PROBLEM: Only the words of the entries are wanted, repeated exactly and without images.

Natural-language object grounding data:
______________________________
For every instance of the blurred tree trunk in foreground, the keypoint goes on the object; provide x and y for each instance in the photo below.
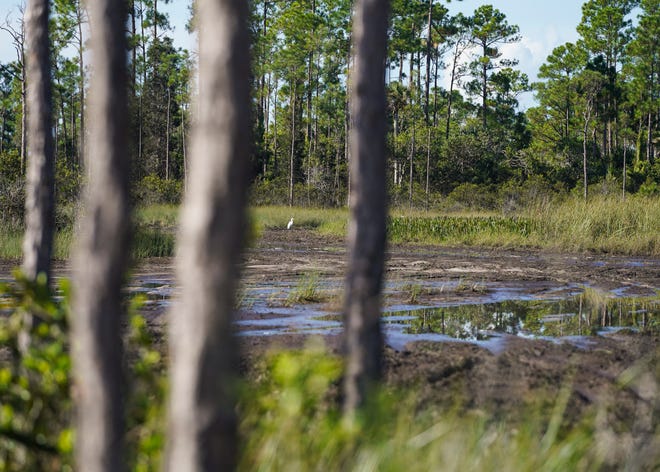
(202, 419)
(102, 253)
(368, 203)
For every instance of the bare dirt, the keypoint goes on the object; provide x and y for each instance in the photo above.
(612, 379)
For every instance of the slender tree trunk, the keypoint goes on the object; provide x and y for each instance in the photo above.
(167, 135)
(412, 162)
(429, 48)
(623, 176)
(184, 150)
(23, 116)
(649, 138)
(484, 89)
(155, 21)
(364, 341)
(275, 160)
(587, 117)
(202, 418)
(293, 142)
(450, 94)
(101, 258)
(40, 191)
(81, 152)
(2, 131)
(428, 164)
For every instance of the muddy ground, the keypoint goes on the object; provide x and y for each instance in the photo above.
(613, 379)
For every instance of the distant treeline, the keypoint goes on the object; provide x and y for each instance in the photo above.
(596, 119)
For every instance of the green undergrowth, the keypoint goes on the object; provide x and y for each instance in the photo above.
(290, 421)
(602, 224)
(288, 409)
______________________________
ANSWER TO THIS EXERCISE:
For every instance of the blurred tree trunk in foreground, the keypoint goes on the object; provide x and y for each instance in the photo below.
(202, 419)
(102, 253)
(368, 203)
For every instance of the bare dirt, the keypoint goes on the object; provide x and y for each instance in the photo above.
(612, 379)
For every instance of the slender tree trunk, the keypoint goes on the object; provide x and y for each instance in the photo above.
(167, 135)
(412, 162)
(429, 48)
(623, 176)
(184, 150)
(23, 116)
(649, 138)
(484, 89)
(155, 21)
(364, 341)
(275, 160)
(587, 117)
(202, 418)
(293, 142)
(450, 94)
(101, 258)
(40, 191)
(81, 152)
(2, 131)
(428, 164)
For every instance of the muddy ground, the keypoint goes on the object; provide x and y for each instance in the photo above.
(613, 379)
For every instance of the distant treeline, the keypoint goes on the object; provide x and y for each instance in the photo above.
(596, 119)
For every instance of the green undergrowth, the keypoint goes on the object; provide x and y for each instance in the photo above.
(290, 421)
(602, 224)
(288, 409)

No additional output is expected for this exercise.